RECORDS PROVIDED —
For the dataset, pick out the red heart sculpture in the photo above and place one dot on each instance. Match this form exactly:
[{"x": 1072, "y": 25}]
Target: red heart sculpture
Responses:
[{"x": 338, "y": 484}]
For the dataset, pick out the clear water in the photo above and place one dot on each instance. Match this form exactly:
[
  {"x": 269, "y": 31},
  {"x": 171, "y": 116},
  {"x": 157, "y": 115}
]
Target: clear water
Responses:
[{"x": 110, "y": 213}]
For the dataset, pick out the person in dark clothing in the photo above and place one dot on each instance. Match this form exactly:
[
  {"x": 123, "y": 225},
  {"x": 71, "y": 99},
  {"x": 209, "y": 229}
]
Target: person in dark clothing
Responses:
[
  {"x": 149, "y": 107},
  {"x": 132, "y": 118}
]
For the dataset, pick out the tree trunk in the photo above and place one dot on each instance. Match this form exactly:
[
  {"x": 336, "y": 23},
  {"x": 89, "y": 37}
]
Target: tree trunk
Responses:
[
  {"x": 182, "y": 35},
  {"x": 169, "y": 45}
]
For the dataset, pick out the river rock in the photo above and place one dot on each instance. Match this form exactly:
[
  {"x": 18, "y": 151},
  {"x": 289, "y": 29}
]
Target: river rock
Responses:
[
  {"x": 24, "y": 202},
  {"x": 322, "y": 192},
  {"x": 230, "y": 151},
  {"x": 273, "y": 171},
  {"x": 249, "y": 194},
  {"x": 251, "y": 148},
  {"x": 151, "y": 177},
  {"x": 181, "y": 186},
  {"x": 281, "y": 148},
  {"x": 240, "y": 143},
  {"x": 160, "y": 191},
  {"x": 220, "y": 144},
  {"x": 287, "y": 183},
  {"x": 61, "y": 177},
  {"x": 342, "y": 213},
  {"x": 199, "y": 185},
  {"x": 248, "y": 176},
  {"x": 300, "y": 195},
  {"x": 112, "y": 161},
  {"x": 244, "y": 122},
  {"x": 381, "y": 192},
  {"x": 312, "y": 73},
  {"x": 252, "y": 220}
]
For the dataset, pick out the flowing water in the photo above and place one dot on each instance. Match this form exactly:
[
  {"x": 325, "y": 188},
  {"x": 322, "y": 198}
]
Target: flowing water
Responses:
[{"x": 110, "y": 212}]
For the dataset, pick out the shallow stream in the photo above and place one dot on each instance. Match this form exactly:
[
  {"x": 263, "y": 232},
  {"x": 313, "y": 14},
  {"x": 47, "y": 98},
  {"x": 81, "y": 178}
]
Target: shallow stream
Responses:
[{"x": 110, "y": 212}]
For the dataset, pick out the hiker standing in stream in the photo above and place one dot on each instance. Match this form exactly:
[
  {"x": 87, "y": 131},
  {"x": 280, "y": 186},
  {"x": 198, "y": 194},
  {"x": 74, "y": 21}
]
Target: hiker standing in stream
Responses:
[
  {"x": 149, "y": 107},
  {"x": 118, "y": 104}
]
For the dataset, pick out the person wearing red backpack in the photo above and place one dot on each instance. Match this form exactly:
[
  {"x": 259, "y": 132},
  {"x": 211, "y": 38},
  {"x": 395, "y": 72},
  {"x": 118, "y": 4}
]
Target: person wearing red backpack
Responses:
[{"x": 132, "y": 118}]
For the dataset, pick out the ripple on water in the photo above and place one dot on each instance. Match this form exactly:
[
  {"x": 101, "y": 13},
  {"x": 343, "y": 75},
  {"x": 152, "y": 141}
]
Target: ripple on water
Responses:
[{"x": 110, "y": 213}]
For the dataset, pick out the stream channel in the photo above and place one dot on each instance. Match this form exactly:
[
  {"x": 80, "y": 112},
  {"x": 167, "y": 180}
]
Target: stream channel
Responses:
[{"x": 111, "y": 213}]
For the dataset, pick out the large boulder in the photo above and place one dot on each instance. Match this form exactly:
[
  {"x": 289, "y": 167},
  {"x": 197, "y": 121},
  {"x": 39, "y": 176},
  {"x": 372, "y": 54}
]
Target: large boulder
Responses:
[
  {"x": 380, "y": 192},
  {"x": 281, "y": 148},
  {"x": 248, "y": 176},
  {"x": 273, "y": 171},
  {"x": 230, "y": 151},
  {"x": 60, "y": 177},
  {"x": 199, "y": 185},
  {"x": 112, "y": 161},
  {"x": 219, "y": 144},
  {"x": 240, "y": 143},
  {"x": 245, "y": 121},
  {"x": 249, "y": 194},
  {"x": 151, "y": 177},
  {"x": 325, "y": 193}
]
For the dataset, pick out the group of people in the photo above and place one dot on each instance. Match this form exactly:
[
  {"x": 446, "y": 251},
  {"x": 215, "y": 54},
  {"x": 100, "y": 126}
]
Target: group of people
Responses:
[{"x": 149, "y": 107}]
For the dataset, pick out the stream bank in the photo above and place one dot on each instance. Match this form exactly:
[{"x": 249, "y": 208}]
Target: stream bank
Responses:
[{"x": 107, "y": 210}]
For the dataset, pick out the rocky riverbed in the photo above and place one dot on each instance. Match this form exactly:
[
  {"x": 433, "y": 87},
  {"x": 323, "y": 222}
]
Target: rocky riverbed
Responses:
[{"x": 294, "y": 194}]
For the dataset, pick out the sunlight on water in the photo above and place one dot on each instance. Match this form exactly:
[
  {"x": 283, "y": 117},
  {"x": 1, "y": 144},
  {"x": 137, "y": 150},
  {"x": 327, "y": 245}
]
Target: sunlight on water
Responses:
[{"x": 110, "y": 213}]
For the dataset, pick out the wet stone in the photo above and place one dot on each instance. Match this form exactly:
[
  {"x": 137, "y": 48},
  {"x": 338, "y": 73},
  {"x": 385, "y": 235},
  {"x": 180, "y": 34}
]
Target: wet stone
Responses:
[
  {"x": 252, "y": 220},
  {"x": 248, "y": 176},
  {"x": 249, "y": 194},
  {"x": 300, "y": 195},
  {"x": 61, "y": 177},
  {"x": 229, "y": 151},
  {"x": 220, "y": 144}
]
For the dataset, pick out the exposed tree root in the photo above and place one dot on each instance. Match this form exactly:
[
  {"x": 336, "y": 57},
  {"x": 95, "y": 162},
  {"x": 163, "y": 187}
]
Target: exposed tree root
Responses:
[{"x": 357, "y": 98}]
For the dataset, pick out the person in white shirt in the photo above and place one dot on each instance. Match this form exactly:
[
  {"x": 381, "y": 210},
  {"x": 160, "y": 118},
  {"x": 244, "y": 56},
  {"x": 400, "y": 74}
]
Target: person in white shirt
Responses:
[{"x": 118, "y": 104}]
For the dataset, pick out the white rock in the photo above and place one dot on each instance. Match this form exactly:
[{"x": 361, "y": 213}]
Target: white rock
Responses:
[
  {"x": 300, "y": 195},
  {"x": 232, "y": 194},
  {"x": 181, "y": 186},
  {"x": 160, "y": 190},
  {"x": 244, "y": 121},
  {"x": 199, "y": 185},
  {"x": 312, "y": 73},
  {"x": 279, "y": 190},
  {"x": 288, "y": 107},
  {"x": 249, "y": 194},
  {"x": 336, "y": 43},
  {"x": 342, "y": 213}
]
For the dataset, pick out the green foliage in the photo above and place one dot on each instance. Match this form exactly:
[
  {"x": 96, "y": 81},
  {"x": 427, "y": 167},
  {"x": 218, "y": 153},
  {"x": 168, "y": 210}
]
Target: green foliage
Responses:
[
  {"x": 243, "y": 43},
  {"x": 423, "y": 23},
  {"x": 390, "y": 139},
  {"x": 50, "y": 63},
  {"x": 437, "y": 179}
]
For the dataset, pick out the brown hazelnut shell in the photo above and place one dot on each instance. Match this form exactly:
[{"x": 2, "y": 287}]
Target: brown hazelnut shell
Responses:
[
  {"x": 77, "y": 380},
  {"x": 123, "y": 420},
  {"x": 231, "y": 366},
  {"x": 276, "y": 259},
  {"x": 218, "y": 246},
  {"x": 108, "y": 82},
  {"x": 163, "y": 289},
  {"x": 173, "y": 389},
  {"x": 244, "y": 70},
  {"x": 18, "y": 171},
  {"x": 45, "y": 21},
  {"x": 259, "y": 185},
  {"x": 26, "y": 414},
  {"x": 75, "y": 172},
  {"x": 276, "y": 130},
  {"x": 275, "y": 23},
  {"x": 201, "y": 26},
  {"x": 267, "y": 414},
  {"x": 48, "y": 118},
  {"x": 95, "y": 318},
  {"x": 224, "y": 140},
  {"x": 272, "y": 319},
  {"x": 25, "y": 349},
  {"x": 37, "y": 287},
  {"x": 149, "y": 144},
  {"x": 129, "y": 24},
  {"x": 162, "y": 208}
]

DESCRIPTION OF THE TASK — Starting at the line that contains "For the dataset, pick out the white", quote each remaining line of the entries above, unchanged.

EXERCISE OUTPUT —
For the dataset, pick out the white rock in the photo above and place one dot on each instance. Match this form exactly:
[{"x": 361, "y": 213}]
Target: white rock
Responses:
[
  {"x": 300, "y": 195},
  {"x": 232, "y": 194},
  {"x": 181, "y": 186},
  {"x": 160, "y": 190},
  {"x": 244, "y": 121},
  {"x": 199, "y": 185},
  {"x": 312, "y": 73},
  {"x": 279, "y": 190},
  {"x": 288, "y": 107},
  {"x": 249, "y": 194},
  {"x": 336, "y": 43},
  {"x": 342, "y": 213}
]
For the dataset, pick out the green foliage in the photo above and place one dot on each instance. Match this form exactly:
[
  {"x": 96, "y": 81},
  {"x": 427, "y": 167},
  {"x": 218, "y": 153},
  {"x": 168, "y": 210}
]
Target: green foliage
Responses:
[
  {"x": 243, "y": 43},
  {"x": 423, "y": 23},
  {"x": 390, "y": 139},
  {"x": 50, "y": 63},
  {"x": 437, "y": 179}
]
For the dataset, pick out the brown hazelnut shell in the photo above and place one dot on each instance. Match this form exactly:
[{"x": 2, "y": 287}]
Target: brown hazelnut shell
Responses:
[
  {"x": 77, "y": 380},
  {"x": 123, "y": 420},
  {"x": 231, "y": 366},
  {"x": 276, "y": 259},
  {"x": 218, "y": 246},
  {"x": 108, "y": 82},
  {"x": 163, "y": 289},
  {"x": 173, "y": 389},
  {"x": 244, "y": 70},
  {"x": 18, "y": 171},
  {"x": 45, "y": 21},
  {"x": 259, "y": 185},
  {"x": 26, "y": 414},
  {"x": 75, "y": 172},
  {"x": 276, "y": 130},
  {"x": 275, "y": 23},
  {"x": 201, "y": 26},
  {"x": 267, "y": 414},
  {"x": 48, "y": 118},
  {"x": 95, "y": 318},
  {"x": 224, "y": 140},
  {"x": 272, "y": 319},
  {"x": 25, "y": 349},
  {"x": 37, "y": 287},
  {"x": 149, "y": 144},
  {"x": 129, "y": 24},
  {"x": 162, "y": 208}
]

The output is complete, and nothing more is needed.